──────── Information shown ────────

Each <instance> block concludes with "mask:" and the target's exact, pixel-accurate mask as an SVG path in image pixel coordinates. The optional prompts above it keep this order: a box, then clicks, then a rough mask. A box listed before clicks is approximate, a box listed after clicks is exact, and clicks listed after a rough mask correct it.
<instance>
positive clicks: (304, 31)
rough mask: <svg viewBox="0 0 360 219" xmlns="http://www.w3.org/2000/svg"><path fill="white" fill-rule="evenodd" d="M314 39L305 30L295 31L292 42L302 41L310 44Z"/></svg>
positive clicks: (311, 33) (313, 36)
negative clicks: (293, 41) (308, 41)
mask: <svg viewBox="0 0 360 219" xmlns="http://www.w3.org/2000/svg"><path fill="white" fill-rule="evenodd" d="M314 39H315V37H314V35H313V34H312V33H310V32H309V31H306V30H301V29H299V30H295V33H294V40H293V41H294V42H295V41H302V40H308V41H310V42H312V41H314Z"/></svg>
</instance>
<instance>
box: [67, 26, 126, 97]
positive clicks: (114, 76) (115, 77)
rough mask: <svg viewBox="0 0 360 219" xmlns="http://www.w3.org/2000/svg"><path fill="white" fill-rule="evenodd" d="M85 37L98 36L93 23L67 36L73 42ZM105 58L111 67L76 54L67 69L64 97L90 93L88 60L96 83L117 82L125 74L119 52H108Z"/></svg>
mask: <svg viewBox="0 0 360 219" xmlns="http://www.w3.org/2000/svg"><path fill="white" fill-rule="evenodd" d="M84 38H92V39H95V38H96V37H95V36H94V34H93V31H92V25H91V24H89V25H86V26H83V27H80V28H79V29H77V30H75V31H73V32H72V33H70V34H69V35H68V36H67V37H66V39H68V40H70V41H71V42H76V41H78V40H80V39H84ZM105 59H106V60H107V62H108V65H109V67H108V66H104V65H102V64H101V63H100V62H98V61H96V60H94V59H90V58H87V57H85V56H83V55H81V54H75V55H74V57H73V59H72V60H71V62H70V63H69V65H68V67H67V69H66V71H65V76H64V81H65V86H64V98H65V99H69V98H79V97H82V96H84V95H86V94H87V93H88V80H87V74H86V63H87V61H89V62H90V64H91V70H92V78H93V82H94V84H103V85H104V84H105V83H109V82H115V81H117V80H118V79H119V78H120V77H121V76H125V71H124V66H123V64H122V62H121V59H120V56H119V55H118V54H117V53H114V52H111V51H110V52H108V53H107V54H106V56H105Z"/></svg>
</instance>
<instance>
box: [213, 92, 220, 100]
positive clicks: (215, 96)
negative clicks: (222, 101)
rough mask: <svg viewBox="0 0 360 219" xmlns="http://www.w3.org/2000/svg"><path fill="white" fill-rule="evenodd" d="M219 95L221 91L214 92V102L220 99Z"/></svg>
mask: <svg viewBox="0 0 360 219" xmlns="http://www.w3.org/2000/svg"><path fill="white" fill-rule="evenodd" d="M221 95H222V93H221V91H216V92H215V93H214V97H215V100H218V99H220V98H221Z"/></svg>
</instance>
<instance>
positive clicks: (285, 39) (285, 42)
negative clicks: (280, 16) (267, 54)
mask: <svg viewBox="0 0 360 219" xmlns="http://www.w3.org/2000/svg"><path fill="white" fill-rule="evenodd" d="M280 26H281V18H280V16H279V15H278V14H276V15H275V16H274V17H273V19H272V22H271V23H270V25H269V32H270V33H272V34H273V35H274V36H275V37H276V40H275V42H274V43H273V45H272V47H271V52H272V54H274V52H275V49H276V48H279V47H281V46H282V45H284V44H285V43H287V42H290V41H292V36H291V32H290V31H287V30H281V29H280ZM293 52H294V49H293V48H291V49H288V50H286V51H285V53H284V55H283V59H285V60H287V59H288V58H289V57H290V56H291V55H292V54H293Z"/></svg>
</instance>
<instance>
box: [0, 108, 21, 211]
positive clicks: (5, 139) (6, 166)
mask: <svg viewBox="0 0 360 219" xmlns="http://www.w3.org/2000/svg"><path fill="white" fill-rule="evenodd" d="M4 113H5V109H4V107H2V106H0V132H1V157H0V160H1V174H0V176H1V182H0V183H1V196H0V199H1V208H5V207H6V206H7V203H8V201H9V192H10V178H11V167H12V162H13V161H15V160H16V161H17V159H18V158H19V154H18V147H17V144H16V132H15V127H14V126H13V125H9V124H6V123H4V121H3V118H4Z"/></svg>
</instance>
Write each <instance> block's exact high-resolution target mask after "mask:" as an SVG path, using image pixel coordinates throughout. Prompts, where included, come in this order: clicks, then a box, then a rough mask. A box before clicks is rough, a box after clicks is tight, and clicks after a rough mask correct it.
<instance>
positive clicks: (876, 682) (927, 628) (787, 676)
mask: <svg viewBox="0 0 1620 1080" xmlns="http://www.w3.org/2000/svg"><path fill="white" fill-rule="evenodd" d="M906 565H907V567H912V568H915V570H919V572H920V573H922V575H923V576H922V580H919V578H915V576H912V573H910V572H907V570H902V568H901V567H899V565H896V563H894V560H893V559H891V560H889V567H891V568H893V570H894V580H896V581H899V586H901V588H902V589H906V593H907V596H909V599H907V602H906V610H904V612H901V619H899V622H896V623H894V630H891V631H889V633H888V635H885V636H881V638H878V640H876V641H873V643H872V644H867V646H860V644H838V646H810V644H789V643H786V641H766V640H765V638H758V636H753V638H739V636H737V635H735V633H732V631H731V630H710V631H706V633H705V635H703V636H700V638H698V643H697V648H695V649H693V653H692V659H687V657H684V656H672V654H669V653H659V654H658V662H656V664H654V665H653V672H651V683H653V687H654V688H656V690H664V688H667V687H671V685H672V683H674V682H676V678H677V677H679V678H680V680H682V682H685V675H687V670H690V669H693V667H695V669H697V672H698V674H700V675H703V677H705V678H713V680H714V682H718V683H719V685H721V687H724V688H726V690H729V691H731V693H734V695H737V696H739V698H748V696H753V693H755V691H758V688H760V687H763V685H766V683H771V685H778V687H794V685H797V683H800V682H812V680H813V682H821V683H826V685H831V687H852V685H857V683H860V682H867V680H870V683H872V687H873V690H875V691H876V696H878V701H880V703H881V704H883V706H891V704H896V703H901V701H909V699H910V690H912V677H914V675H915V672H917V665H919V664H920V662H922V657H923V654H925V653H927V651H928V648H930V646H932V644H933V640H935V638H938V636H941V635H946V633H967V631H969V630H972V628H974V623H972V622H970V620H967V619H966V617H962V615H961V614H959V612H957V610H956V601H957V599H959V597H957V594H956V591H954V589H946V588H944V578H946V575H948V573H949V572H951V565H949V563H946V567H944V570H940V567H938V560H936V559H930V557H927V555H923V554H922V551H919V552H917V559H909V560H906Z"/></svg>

────────

Instructions to follow |
Go through the listing above and repeat all of it exactly.

Solution |
Each <instance> block concludes with "mask:" and the target's exact, pixel-accurate mask as an SVG path in image pixel coordinates. The optional prompts above it keep this order: a box, then clicks, then a rough mask. A box listed before clicks is approximate, a box listed after clicks is exact, and clicks listed after a rough mask correct it.
<instance>
positive clicks: (304, 31)
rough mask: <svg viewBox="0 0 360 219" xmlns="http://www.w3.org/2000/svg"><path fill="white" fill-rule="evenodd" d="M314 39L305 30L295 31L292 42L302 41L310 44Z"/></svg>
positive clicks: (311, 33) (313, 36)
negative clicks: (293, 41) (308, 41)
mask: <svg viewBox="0 0 360 219" xmlns="http://www.w3.org/2000/svg"><path fill="white" fill-rule="evenodd" d="M314 39H315V37H314V35H313V34H312V33H310V32H309V31H306V30H301V29H299V30H295V33H294V40H293V41H294V42H295V41H302V40H308V41H310V42H312V41H314Z"/></svg>
</instance>
<instance>
box: [67, 26, 126, 97]
positive clicks: (114, 76) (115, 77)
rough mask: <svg viewBox="0 0 360 219" xmlns="http://www.w3.org/2000/svg"><path fill="white" fill-rule="evenodd" d="M85 37L98 36L93 23L67 36L73 42ZM105 58L111 67L76 54L67 69L64 97L90 93L88 60L96 83L117 82L125 74L119 52H108Z"/></svg>
mask: <svg viewBox="0 0 360 219" xmlns="http://www.w3.org/2000/svg"><path fill="white" fill-rule="evenodd" d="M84 38H92V39H95V38H96V37H95V36H94V34H93V31H92V25H91V24H89V25H86V26H83V27H80V28H79V29H77V30H75V31H73V32H72V33H70V34H69V35H68V36H67V37H66V39H68V40H70V41H71V42H76V41H78V40H80V39H84ZM105 59H106V60H107V62H108V65H109V67H108V66H104V65H102V64H101V63H100V62H98V61H96V60H94V59H90V58H87V57H85V56H83V55H81V54H75V55H74V57H73V59H72V60H71V62H70V63H69V65H68V67H67V69H66V71H65V76H64V81H65V86H64V98H65V99H69V98H79V97H82V96H84V95H86V94H87V93H88V80H87V74H86V63H87V61H89V62H90V64H91V70H92V78H93V82H94V84H103V85H104V84H105V83H109V82H115V81H117V80H118V79H119V78H120V77H121V76H125V71H124V66H123V64H122V62H121V59H120V56H119V55H118V54H117V53H114V52H111V51H110V52H108V53H107V54H106V56H105Z"/></svg>
</instance>
<instance>
box: [213, 92, 220, 100]
positive clicks: (215, 96)
negative clicks: (222, 101)
rough mask: <svg viewBox="0 0 360 219" xmlns="http://www.w3.org/2000/svg"><path fill="white" fill-rule="evenodd" d="M219 95L221 91L214 92V102L220 99Z"/></svg>
mask: <svg viewBox="0 0 360 219" xmlns="http://www.w3.org/2000/svg"><path fill="white" fill-rule="evenodd" d="M221 95H222V93H221V91H216V92H215V93H214V97H215V100H218V99H220V98H221Z"/></svg>
</instance>
<instance>
positive clicks: (285, 39) (285, 42)
negative clicks: (280, 16) (267, 54)
mask: <svg viewBox="0 0 360 219" xmlns="http://www.w3.org/2000/svg"><path fill="white" fill-rule="evenodd" d="M280 26H281V18H280V16H279V15H278V14H276V15H275V16H274V17H273V19H272V22H271V23H270V25H269V32H270V33H272V34H273V35H274V36H275V37H276V40H275V42H274V43H273V45H272V47H271V52H272V54H274V52H275V49H276V48H279V47H281V46H282V45H284V44H285V43H287V42H290V41H292V36H291V32H290V31H287V30H281V29H280ZM293 52H294V49H293V48H291V49H288V50H286V51H285V53H284V55H283V59H285V60H287V59H288V58H289V57H290V56H291V55H292V54H293Z"/></svg>
</instance>
<instance>
box: [0, 108, 21, 211]
positive clicks: (5, 139) (6, 166)
mask: <svg viewBox="0 0 360 219" xmlns="http://www.w3.org/2000/svg"><path fill="white" fill-rule="evenodd" d="M4 113H5V109H4V107H2V106H0V132H1V157H0V160H1V174H0V176H1V182H0V183H1V196H0V199H1V208H5V207H6V206H7V203H8V201H9V192H10V178H11V167H12V162H13V161H15V160H16V161H17V159H18V158H19V154H18V147H17V144H16V132H15V127H14V126H13V125H9V124H6V123H4V121H3V118H4Z"/></svg>
</instance>
Write each <instance> block's exact high-resolution target mask after "mask:" as an SVG path, using image pixel coordinates throughout. Prompts, where included, come in this order: clicks, then a box, then a rough mask. A box before clicks is rough, a box after clicks is tight, and clicks after a rough mask correct it.
<instance>
positive clicks: (876, 682) (927, 628) (787, 676)
mask: <svg viewBox="0 0 1620 1080" xmlns="http://www.w3.org/2000/svg"><path fill="white" fill-rule="evenodd" d="M906 565H907V567H912V568H915V570H919V572H920V573H922V575H923V576H922V580H919V578H915V576H912V573H910V572H907V570H902V568H901V567H899V565H896V563H894V560H893V559H891V560H889V567H891V568H893V570H894V580H896V581H899V586H901V588H902V589H906V593H907V596H909V599H907V602H906V610H904V612H901V619H899V622H896V623H894V630H891V631H889V633H888V635H885V636H881V638H878V640H876V641H873V643H872V644H867V646H860V644H838V646H810V644H789V643H786V641H766V640H765V638H758V636H753V638H739V636H737V635H735V633H732V631H731V630H710V631H706V633H705V635H703V636H700V638H698V643H697V648H695V649H693V653H692V659H687V657H684V656H672V654H669V653H659V654H658V662H656V664H654V665H653V672H651V683H653V687H654V688H656V690H664V688H667V687H671V685H672V683H674V682H676V678H677V677H679V678H680V680H682V682H685V675H687V670H690V669H693V667H695V669H697V672H698V674H700V675H703V677H705V678H713V680H714V682H718V683H719V685H721V687H724V688H726V690H729V691H731V693H734V695H737V696H739V698H748V696H753V693H755V691H758V688H760V687H763V685H766V683H771V685H778V687H794V685H797V683H800V682H812V680H813V682H821V683H826V685H831V687H852V685H857V683H860V682H867V680H870V683H872V687H873V690H875V691H876V696H878V701H880V703H881V704H883V706H891V704H896V703H901V701H909V699H910V690H912V677H914V675H915V672H917V665H919V664H920V662H922V657H923V654H925V653H927V651H928V648H930V646H932V644H933V640H935V638H938V636H941V635H946V633H967V631H969V630H972V628H974V623H972V622H970V620H967V619H966V617H962V615H961V614H959V612H957V610H956V601H957V599H959V597H957V594H956V591H954V589H946V588H944V578H946V575H948V573H949V572H951V565H949V563H946V567H944V570H940V567H938V560H936V559H930V557H927V555H923V554H922V551H919V552H917V559H909V560H906Z"/></svg>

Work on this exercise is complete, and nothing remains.